(Records excerpted from a collection)
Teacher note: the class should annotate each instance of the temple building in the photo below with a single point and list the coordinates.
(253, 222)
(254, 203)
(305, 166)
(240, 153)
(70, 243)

> [What is required] Reproduce the material with "shrine building" substituted for "temple building", changing nothing else.

> [Answer for this exercise]
Teacher note: the class should annotate each instance of the shrine building in the photo below with a single point and list the coordinates.
(253, 222)
(254, 203)
(305, 166)
(240, 153)
(70, 243)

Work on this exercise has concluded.